● **Data to use**:
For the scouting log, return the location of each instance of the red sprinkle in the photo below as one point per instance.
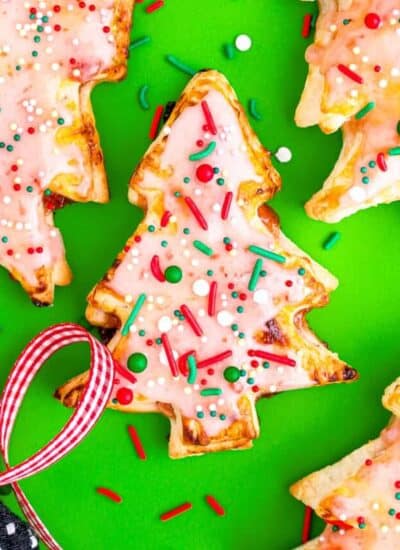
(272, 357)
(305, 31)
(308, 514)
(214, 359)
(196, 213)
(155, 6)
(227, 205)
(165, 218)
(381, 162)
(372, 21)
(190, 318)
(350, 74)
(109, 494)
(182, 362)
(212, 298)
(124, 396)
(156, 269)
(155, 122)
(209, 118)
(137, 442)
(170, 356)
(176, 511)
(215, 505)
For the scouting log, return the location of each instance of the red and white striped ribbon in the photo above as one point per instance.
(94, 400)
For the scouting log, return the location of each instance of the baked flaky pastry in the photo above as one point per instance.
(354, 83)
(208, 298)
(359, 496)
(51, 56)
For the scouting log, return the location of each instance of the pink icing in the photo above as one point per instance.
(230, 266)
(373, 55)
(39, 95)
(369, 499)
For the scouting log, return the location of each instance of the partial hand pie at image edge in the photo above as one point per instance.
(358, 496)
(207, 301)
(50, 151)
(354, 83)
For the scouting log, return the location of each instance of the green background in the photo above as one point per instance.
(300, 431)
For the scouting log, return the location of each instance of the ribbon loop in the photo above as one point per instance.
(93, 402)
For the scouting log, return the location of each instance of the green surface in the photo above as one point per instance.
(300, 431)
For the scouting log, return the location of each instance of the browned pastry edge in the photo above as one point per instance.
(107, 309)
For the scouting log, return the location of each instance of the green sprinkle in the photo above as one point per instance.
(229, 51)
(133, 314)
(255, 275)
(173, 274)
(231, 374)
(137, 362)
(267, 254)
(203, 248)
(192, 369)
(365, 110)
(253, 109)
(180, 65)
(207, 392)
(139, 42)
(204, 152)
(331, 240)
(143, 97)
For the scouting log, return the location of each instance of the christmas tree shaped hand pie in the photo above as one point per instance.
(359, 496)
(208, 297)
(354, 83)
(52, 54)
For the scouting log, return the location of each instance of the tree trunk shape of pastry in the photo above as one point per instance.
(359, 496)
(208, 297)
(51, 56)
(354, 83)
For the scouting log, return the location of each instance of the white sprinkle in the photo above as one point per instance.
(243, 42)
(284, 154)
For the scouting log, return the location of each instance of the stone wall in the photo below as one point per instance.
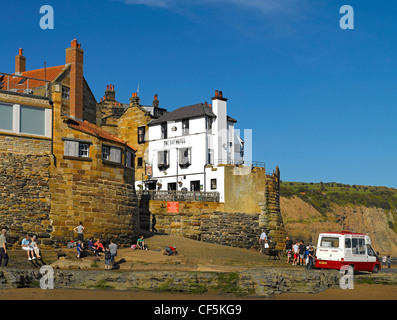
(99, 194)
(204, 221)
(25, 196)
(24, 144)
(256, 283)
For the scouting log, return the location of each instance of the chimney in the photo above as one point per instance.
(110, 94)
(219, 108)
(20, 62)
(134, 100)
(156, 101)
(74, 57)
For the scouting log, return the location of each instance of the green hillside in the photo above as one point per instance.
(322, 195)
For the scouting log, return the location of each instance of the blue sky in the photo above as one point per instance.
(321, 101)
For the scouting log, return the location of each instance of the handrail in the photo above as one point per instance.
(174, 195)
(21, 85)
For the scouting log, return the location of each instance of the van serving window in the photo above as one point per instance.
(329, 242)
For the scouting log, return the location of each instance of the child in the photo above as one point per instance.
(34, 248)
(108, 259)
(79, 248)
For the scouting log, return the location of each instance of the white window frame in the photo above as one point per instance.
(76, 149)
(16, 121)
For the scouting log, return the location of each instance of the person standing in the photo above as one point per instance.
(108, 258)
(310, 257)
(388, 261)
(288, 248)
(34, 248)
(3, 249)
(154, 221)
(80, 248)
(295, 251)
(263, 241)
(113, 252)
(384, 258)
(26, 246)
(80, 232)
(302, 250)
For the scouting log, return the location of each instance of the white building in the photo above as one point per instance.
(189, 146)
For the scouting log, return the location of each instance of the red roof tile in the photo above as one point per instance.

● **Task directions**: Each record above should be copied character for character, with pictures dropped.

● **Answer section**:
For the scouting log, return the location of each instance of the red sprinkle in the photo below as one point per instance.
(272, 357)
(305, 31)
(308, 514)
(214, 359)
(196, 213)
(155, 6)
(227, 205)
(165, 218)
(381, 162)
(372, 21)
(190, 318)
(350, 74)
(109, 494)
(182, 362)
(212, 298)
(124, 396)
(156, 269)
(155, 122)
(209, 118)
(137, 442)
(170, 356)
(176, 511)
(215, 505)
For the scouting log, return the location of each instance of the red and white striped ribbon in the photo above as one point per instance.
(94, 400)
For the scouting log, return the location of each instance of the baked flaky pastry in the photo above as one point per instance.
(354, 83)
(208, 298)
(359, 496)
(51, 56)
For the scouting log, return the location of each instance of the pink icing in the photo above as one point per instance.
(230, 266)
(373, 55)
(39, 95)
(369, 499)
For the scouting log, return the location of each instance of the partial hand pie at image edge in the photo above as one point per instance.
(358, 496)
(207, 301)
(50, 151)
(354, 83)
For the scouting log, return the location of each instance of the green background in the photo above as one point per instance.
(300, 431)
For the scouting log, return the location of each instance of the ribbon loop in the photo above as one point per instance.
(93, 402)
For the scouting log, return the location of each instance of the green surface in the photo above as one point per instance.
(300, 431)
For the scouting log, return the location of each instance of the browned pastry edge in the photo above as one point per instance.
(107, 309)
For the scouting log, return the location of each instance of the green sprinkle in the photo above as one point per instance.
(229, 51)
(133, 314)
(255, 275)
(173, 274)
(231, 374)
(137, 362)
(267, 254)
(203, 248)
(192, 369)
(365, 110)
(253, 109)
(180, 65)
(207, 392)
(139, 42)
(204, 152)
(331, 240)
(143, 97)
For the scouting log, return the location of each instance of the christmas tree shaped hand pie in the photo above as one point per instance.
(359, 496)
(208, 297)
(354, 83)
(52, 54)
For the scouting log, return the location of each instance of the tree trunk shape of pastry in the photo above as one point per instance.
(359, 496)
(208, 297)
(51, 56)
(354, 83)
For the scouting log, return the location of each instance of the white sprinkle in the photo above as one point per instance.
(243, 42)
(284, 154)
For the scouting log, return the location of each instance of the stone wall in the photo below as one point per instance.
(99, 194)
(204, 221)
(25, 196)
(24, 144)
(256, 283)
For the scouting log, return the location of each instance of the chimney in the photo above as one point per instance.
(110, 94)
(219, 108)
(20, 62)
(134, 100)
(156, 101)
(74, 57)
For the scouting log, return the location of each instance of the green hillside in the photo above as one point per instance.
(322, 195)
For the scouting log, return the location of each instance of the blue sky in the photo above as one point per instance.
(321, 101)
For the scouting log, return the location of each instance of the handrail in the photo above as one point per instance.
(174, 195)
(21, 85)
For the scouting log, return the location of each instance of the van serving window in the photo above as one point per instance.
(329, 242)
For the scouting log, return the location of each instance of the child in the photo above as one point per instance.
(34, 248)
(108, 259)
(79, 248)
For the scouting log, return the location of each instance of the white window frame in the photo above as one point per instance.
(76, 149)
(16, 121)
For the scouting log, return the location of each instance of the person standing in the photo above as one point per instance.
(108, 258)
(310, 257)
(388, 261)
(288, 248)
(34, 248)
(3, 249)
(154, 221)
(80, 248)
(295, 251)
(263, 241)
(113, 252)
(384, 258)
(26, 246)
(80, 232)
(302, 250)
For the scouting log, return the location of each instance of the white building in the photo above as one point per instance.
(189, 146)
For the scouting log, return the location of each instance of the red roof tile in the photo above as one point per instance.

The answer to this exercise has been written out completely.